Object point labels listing
****************

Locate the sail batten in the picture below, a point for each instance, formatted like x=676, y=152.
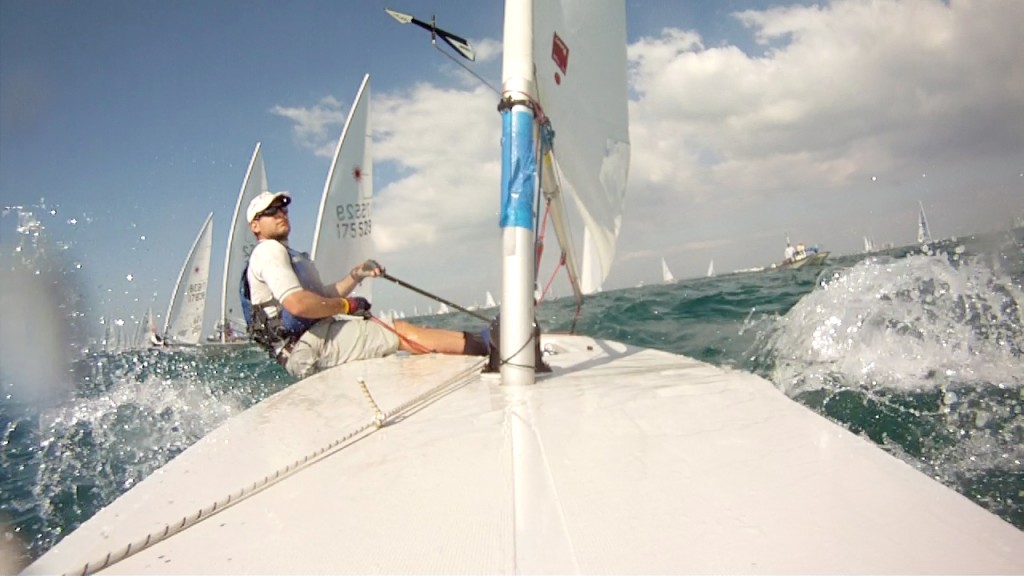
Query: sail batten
x=580, y=50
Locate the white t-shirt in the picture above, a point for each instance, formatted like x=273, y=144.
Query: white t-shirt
x=272, y=275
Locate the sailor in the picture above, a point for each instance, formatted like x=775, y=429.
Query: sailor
x=297, y=319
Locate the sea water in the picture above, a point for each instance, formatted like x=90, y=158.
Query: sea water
x=919, y=348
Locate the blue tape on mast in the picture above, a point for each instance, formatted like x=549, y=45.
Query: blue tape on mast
x=518, y=168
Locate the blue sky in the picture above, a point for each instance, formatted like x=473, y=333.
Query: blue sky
x=124, y=123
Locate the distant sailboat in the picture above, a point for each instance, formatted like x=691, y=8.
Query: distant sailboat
x=924, y=234
x=183, y=324
x=666, y=273
x=343, y=233
x=241, y=242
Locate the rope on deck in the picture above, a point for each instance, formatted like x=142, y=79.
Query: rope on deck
x=380, y=419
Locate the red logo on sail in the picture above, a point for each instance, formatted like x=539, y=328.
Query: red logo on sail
x=560, y=55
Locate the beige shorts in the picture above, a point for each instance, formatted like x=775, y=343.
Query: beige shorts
x=333, y=340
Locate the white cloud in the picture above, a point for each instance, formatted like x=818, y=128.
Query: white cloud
x=314, y=126
x=732, y=150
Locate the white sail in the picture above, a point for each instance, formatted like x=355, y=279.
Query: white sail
x=580, y=57
x=240, y=244
x=184, y=315
x=590, y=277
x=666, y=273
x=623, y=460
x=924, y=235
x=343, y=233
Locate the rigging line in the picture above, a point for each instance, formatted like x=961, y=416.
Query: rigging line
x=467, y=69
x=423, y=292
x=459, y=380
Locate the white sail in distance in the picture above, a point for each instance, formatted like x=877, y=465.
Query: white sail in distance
x=591, y=277
x=924, y=234
x=240, y=244
x=666, y=273
x=184, y=315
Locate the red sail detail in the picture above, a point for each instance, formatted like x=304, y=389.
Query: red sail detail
x=560, y=53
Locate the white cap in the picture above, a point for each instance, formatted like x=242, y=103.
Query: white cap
x=262, y=201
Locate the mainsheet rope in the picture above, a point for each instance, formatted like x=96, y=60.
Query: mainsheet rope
x=380, y=419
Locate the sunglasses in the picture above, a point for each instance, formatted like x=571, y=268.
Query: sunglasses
x=272, y=211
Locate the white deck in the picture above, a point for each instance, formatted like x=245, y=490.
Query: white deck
x=627, y=460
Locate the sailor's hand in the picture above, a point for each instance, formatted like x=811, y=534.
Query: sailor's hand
x=369, y=269
x=356, y=305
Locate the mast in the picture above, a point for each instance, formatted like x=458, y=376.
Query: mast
x=518, y=192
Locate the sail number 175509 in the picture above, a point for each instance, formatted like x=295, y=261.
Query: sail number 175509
x=353, y=219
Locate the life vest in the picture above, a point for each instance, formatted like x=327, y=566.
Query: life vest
x=285, y=328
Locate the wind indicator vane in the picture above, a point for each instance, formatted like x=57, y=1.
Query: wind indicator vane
x=458, y=43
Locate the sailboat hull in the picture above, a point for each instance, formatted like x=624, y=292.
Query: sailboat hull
x=625, y=460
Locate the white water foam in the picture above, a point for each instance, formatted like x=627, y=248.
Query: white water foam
x=910, y=324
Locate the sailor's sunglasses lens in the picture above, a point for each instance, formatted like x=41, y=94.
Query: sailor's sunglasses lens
x=272, y=211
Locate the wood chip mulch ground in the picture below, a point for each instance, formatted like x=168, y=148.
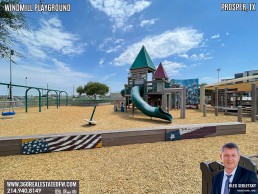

****************

> _TASK BRIEF_:
Present every line of the listing above as a Markdown table with the columns Row and Line, numbering the rows and omitting blank lines. Leave the pictures out of your answer.

> _COMPLETED EXERCISE_:
| Row | Line |
|---|---|
| 1 | Locate the sail batten in the picture below, a point for each instance, formatted like x=676, y=152. |
| 2 | Query: sail batten |
| 3 | x=580, y=50 |
| 4 | Locate the white t-shirt in the picture above, a point for each instance, formatted like x=273, y=144. |
| 5 | Query: white t-shirt |
| 6 | x=272, y=275 |
| 7 | Locate the sailor in the picture above, a point for each instance, formatted like x=775, y=429. |
| 8 | Query: sailor |
| 9 | x=297, y=319 |
| 10 | Locate the sea water in the picture above, a point for each instance, formatted like x=90, y=158. |
| 11 | Query: sea water |
| 12 | x=919, y=348 |
| 13 | Locate the blue tape on mast in the picture above, a point for each instance, formatted like x=549, y=45. |
| 14 | Query: blue tape on mast |
| 15 | x=518, y=168 |
| 16 | Locate the blue sky in the picture above, a point for each instance, formatted like x=473, y=333. |
| 17 | Query: blue sky |
| 18 | x=124, y=123 |
| 19 | Locate the distant sailboat in the picture above, a point for each instance, formatted like x=691, y=8. |
| 20 | Query: distant sailboat |
| 21 | x=924, y=234 |
| 22 | x=183, y=324 |
| 23 | x=666, y=273 |
| 24 | x=343, y=233 |
| 25 | x=241, y=242 |
| 26 | Locate the rope on deck in the picture above, a point for each instance, formatted like x=142, y=79. |
| 27 | Query: rope on deck |
| 28 | x=380, y=419 |
| 29 | Locate the red logo on sail in the picture above, a point for each instance, formatted like x=539, y=328. |
| 30 | Query: red logo on sail |
| 31 | x=560, y=55 |
| 32 | Locate the beige shorts in the picture above, a point for each instance, formatted like x=775, y=343. |
| 33 | Query: beige shorts |
| 34 | x=333, y=340 |
| 35 | Locate the white cloud in the picture above, a point for each instance, formatted like x=818, y=128. |
| 36 | Query: white cloud |
| 37 | x=314, y=126 |
| 38 | x=732, y=150 |
| 39 | Locate the white sail in the picture above, a point for each instance, formatted like x=355, y=279. |
| 40 | Query: white sail |
| 41 | x=580, y=57 |
| 42 | x=240, y=244 |
| 43 | x=184, y=315 |
| 44 | x=590, y=277 |
| 45 | x=666, y=273 |
| 46 | x=623, y=460 |
| 47 | x=924, y=235 |
| 48 | x=343, y=233 |
| 49 | Locate the rigging line in the picture above, a point for each instance, formatted like x=961, y=416. |
| 50 | Query: rigging line |
| 51 | x=467, y=69 |
| 52 | x=423, y=292 |
| 53 | x=459, y=380 |
| 54 | Locate the white sail in distance in the picture above, a point for each instance, formatted like x=877, y=465. |
| 55 | Query: white sail in distance |
| 56 | x=591, y=277 |
| 57 | x=924, y=234 |
| 58 | x=240, y=244 |
| 59 | x=666, y=273 |
| 60 | x=184, y=315 |
| 61 | Locate the red sail detail in the picture above, a point for each instance, formatted like x=304, y=389. |
| 62 | Query: red sail detail |
| 63 | x=560, y=53 |
| 64 | Locate the white cap in the picture above, a point for each instance, formatted like x=242, y=103. |
| 65 | Query: white cap |
| 66 | x=262, y=201 |
| 67 | Locate the mainsheet rope in the picture above, a point for each instance, formatted like x=96, y=60. |
| 68 | Query: mainsheet rope |
| 69 | x=380, y=419 |
| 70 | Locate the sunglasses in the picture above, a point for each instance, formatted like x=571, y=268. |
| 71 | Query: sunglasses |
| 72 | x=272, y=211 |
| 73 | Locate the white deck in the picture above, a point for each instance, formatted like x=245, y=490. |
| 74 | Query: white deck |
| 75 | x=627, y=460 |
| 76 | Locate the sailor's hand in the picture above, a point for each instance, formatted like x=811, y=534. |
| 77 | Query: sailor's hand |
| 78 | x=369, y=269 |
| 79 | x=356, y=305 |
| 80 | Locate the mast in the picture above, a point for each instance, formatted like x=458, y=376. |
| 81 | Query: mast |
| 82 | x=518, y=192 |
| 83 | Locate the sail number 175509 in the picture above, a point for each instance, formatted like x=295, y=261. |
| 84 | Query: sail number 175509 |
| 85 | x=353, y=219 |
| 86 | Locate the life vest in the picture above, a point for each instance, formatted like x=327, y=566. |
| 87 | Query: life vest |
| 88 | x=285, y=328 |
| 89 | Locate the wind indicator vane in the picture above, a point for each instance, formatted like x=57, y=1. |
| 90 | Query: wind indicator vane |
| 91 | x=458, y=43 |
| 92 | Locate the sailboat hull in the picture above, a point for each instance, formatted like x=624, y=292. |
| 93 | Query: sailboat hull |
| 94 | x=625, y=460 |
| 95 | Locate the white water foam in the picture above, a point for each instance, formatted like x=627, y=248. |
| 96 | Query: white water foam |
| 97 | x=910, y=324 |
| 98 | Locate the sailor's sunglasses lens in the picture above, a point for each instance, formatted like x=41, y=94. |
| 99 | Query: sailor's sunglasses lens |
| 100 | x=272, y=211 |
| 101 | Locate the wood chip mulch ground in the picture below, a point for each instance, formatted like x=168, y=148. |